■ ZU ERLEDIGENDE AUFGABE:
Tausche in den folgenden Zeilen jedes „JSON arrays“ gegen „JSON lists“ aus und gib alle Zeilen sonst unverändert wieder.

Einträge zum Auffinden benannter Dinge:

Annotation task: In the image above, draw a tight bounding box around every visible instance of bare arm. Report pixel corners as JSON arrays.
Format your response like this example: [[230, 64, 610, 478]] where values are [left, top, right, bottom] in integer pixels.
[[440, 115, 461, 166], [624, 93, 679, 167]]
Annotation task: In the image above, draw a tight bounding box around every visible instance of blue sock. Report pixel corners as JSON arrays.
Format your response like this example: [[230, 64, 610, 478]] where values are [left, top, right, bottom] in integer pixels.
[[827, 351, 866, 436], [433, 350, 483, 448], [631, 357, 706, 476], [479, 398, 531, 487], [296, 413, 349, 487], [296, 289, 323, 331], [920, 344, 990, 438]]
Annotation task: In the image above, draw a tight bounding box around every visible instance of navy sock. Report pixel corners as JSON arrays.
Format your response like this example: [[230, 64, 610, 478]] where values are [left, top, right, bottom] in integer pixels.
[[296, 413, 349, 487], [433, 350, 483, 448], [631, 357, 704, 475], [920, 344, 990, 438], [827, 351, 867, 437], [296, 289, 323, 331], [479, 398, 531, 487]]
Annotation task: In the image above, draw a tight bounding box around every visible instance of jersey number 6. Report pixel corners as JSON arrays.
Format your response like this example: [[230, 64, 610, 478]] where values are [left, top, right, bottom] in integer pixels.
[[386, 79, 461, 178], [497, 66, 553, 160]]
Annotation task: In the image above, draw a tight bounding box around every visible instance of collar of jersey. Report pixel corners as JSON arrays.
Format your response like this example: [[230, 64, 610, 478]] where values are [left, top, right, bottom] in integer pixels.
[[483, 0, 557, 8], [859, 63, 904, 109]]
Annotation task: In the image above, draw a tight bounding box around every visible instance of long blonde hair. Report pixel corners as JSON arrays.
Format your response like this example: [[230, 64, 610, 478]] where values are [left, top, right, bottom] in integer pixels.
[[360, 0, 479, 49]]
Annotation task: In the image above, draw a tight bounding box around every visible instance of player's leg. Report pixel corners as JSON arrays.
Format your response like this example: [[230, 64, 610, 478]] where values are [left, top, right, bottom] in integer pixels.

■ DIE AUSGABE:
Annotation task: In the image above, draw a tight bounding box around every visible instance of bare arm. Report pixel corners as JSON lists.
Format your response like this example: [[230, 64, 610, 478]] where values are [left, top, right, bottom] in integer pixels.
[[440, 115, 461, 166], [624, 93, 679, 167]]
Annotation task: In the image above, draw a tight bounding box around every visible instance of blue sock. Report pixel corners as JSON lists.
Format your response like this example: [[230, 64, 610, 478]] where values are [left, top, right, bottom] in integer pixels.
[[827, 351, 866, 436], [433, 350, 483, 448], [631, 357, 706, 476], [479, 398, 531, 487], [296, 413, 349, 487], [296, 289, 323, 331], [920, 344, 990, 438]]
Annotation task: In the image above, draw a tight bounding box around every visible instance of navy sock. Report pixel corners as JSON lists.
Format your response like this example: [[230, 64, 610, 478]] where values are [left, top, right, bottom] in integer pixels.
[[296, 413, 349, 487], [433, 350, 483, 448], [631, 357, 704, 475], [920, 344, 990, 438], [827, 351, 867, 437], [296, 289, 323, 331], [479, 398, 531, 487]]
Annotation task: In the image above, draw a tight bounding box around every visible instance of jersey number 6. Report pixel corners as JSON lists.
Format your response like this example: [[230, 64, 610, 478]] where values are [left, top, right, bottom] in integer pixels.
[[386, 79, 461, 178], [497, 66, 553, 160]]
Annotation task: In the image above, draw a tight bounding box around every visible instance of collar of jersey. Report pixel corners as JSON lists.
Format your response like this example: [[230, 64, 610, 478]] where values are [left, top, right, bottom] in integer pixels.
[[483, 0, 557, 8], [859, 63, 904, 109]]
Annotation task: In the image above, draw a tight bounding box around every visible instance of long blonde hair. Report pixel corners as JSON lists.
Format your response like this example: [[230, 64, 610, 478]] where values are [left, top, right, bottom] in integer pixels.
[[360, 0, 479, 49]]
Annotation task: In the image above, draw a tight bounding box around every visible instance of player's leg. Report pixel corners as JSON lists.
Format your response like this example: [[230, 64, 610, 478]] where values are [left, top, right, bottom] in integer pixels.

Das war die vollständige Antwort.